**** Exercise materials
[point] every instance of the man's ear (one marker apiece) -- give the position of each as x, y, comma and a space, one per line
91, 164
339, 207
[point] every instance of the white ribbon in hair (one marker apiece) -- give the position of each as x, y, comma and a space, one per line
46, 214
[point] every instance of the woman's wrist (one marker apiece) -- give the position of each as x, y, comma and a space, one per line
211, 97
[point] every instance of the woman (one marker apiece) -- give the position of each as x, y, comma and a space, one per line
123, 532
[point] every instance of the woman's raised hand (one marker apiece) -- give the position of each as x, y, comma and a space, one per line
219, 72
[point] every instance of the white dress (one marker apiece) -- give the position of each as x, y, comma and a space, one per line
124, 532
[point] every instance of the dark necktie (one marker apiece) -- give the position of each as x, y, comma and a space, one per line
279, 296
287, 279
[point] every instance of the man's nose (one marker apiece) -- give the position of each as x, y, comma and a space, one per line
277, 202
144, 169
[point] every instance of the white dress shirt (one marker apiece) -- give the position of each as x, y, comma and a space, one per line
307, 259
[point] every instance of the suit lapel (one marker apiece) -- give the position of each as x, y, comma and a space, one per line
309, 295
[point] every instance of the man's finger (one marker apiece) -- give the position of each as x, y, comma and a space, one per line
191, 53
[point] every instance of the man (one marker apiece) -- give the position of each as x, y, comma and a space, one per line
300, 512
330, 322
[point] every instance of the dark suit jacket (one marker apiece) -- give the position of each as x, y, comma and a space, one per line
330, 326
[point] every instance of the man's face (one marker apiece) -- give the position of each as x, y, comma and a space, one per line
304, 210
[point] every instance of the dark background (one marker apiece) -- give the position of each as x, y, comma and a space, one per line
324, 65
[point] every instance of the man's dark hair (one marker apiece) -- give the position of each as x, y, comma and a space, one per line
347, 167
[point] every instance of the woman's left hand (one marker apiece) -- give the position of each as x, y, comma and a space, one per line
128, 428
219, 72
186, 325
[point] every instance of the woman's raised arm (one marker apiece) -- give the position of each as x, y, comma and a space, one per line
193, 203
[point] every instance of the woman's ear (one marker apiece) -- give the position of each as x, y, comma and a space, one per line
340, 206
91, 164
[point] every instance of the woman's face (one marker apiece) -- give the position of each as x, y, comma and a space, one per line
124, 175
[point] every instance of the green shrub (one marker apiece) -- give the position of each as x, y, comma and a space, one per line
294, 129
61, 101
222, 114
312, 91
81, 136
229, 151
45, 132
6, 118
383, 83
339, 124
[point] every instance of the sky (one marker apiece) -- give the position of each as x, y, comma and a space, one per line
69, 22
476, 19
********
#### What to produce
Produce a faithful copy of all the material above.

#### Output for this task
[point] every instance of the man's ear (one marker apiece) -- give the position of each as x, y, comma and a space, one per line
91, 164
339, 207
[point] every instance of the white ribbon in hair (one marker apiece) -- give the position of each as x, y, comma and a space, one per line
46, 214
[point] every instance of the woman's wrist (one marker apiece) -- give the position of each as x, y, comma and a space, one per line
211, 97
[point] every instance of the woman (one marker apiece) -- give the position of each as x, y, comma and a space, one per line
123, 532
[point] every instance of the woman's raised hand (one marker apiece) -- give the position of each as x, y, comma and a space, one per line
219, 72
[point] every instance of the white dress (one marker apiece) -- give the position of each as x, y, comma and a space, one per line
124, 532
[point] every instance of the dark necktie (one marker apiece) -- give the position of each as x, y, comma and a space, one per line
279, 296
287, 279
[point] every instance of the man's nose (one marker apiece) -- give the position of each as x, y, comma and a space, one per line
277, 202
144, 169
[point] every instance of the white dress shirt (one marker apiece) -- give the position of each as x, y, comma and a space, one per line
307, 259
[point] every instance of the suit lapel (one marker apiece) -- give the position of each as x, y, comma and a space, one per line
309, 295
[point] every instance of the man's finger (one marker apiece) -- give the position of each as x, y, comma and a space, one per line
191, 53
[point] every instance of the man (one marker apiece) -- give the position of each as x, y, comma and a space, one per line
300, 512
330, 322
[point] every instance of the dark suit jacket (one marker apiece) -- give the position of each as x, y, comma and a space, one per line
330, 326
[point] every instance of the man's face (one marker apiece) -- give the position of each as x, y, comma and a space, one per line
304, 210
[point] every instance of the dark background (one marker apiece) -- give the position of each as x, y, comma and a space, one per line
324, 65
[point] every instance of the man's dark hair (one marker apiece) -- give the position of each as x, y, comma and a space, one per line
347, 167
[point] every instance of the woman's left hand (one marker apiece) -- give the position of each as x, y, comma and a space, one per line
128, 428
219, 72
186, 325
[point] every instance of the woman's raised arm (one marker apiece) -- give the position of each as x, y, comma and a space, one per line
193, 203
[point] every instance of the woman's ear (one marker apiece) -- give the position of each as x, y, comma and a space, one per line
340, 206
91, 164
[point] every instance of the woman's face (one marker apiece) -- give the position of each as x, y, comma and a space, one per line
124, 175
[point] every instance of the green shrub (one marker apiece) -- give the position of each as x, y, comma and a space, one per line
294, 129
61, 101
222, 114
312, 91
81, 136
229, 151
45, 132
6, 118
383, 83
339, 124
[point] every instance of the sky (one marker apiece) -- give the position of each as x, y, comma and a space, one per line
69, 22
476, 19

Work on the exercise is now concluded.